**Assignment**
Copy the listing below letter for letter, passing over each picture.

**Source data**

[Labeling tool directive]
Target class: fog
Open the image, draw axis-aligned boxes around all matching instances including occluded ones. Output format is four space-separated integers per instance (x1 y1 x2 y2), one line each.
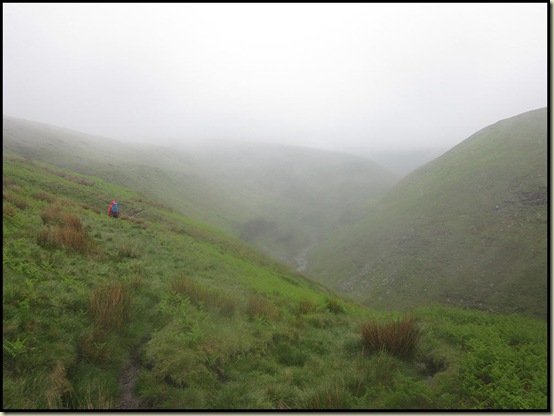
3 3 547 152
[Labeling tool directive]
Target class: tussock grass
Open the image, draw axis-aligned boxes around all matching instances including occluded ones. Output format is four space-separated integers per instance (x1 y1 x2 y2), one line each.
129 272 144 290
45 361 73 409
40 205 64 225
78 330 112 363
81 204 101 215
170 277 236 315
246 294 281 321
360 315 421 359
37 225 78 251
301 384 349 409
271 335 307 367
121 215 149 230
4 203 16 217
116 241 143 259
35 191 57 203
131 197 172 211
61 212 83 230
81 387 115 410
370 350 399 387
37 208 92 253
3 175 17 188
296 299 317 316
325 297 346 314
88 282 130 332
41 166 94 186
3 192 29 210
121 215 145 225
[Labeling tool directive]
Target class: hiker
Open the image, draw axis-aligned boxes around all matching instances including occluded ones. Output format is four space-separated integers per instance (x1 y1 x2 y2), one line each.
108 200 120 218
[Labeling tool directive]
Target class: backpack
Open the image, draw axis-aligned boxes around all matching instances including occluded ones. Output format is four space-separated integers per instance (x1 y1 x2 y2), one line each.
112 202 119 214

**Answer below**
[Labeling tool directive]
Target class: fog
Open the image, draw axis-aligned boxes around all matching instances including occluded ones. Output format is four space-separated integers per instance (x1 y1 x2 y2), one line each.
3 3 547 152
[Labeling tool directive]
Target class: tussock grass
Open the image, draw axis-aligned boxes around all matching instances including occluded ones. Output format is four space-separated integers per instance (x1 y1 x2 y2), one line each.
129 272 144 290
45 361 73 409
40 205 64 225
78 330 112 363
81 204 101 215
170 277 236 315
246 294 281 321
360 315 421 359
37 225 78 251
301 384 349 409
271 335 307 367
121 215 149 230
4 203 16 217
116 241 143 259
35 191 57 203
131 197 172 211
61 212 83 230
81 387 115 410
370 350 399 387
37 208 92 253
3 175 17 188
296 299 317 316
325 297 346 314
88 282 130 332
41 166 94 186
3 192 29 210
121 215 145 225
[Labeling tool directive]
Target class: hiker
Open the image, draw axis-aligned boxes around all matching instances including occluded ones. Output format is four space-separated integers per instance (x1 y1 x2 y2), one line each.
108 200 120 218
[Labeling tool directive]
Target class: backpack
Open the image, draw axis-aligned boxes around all matching instances including occluded ones. Output format is four space-separated integers per instance (x1 y1 x2 y2), one line each.
112 202 119 214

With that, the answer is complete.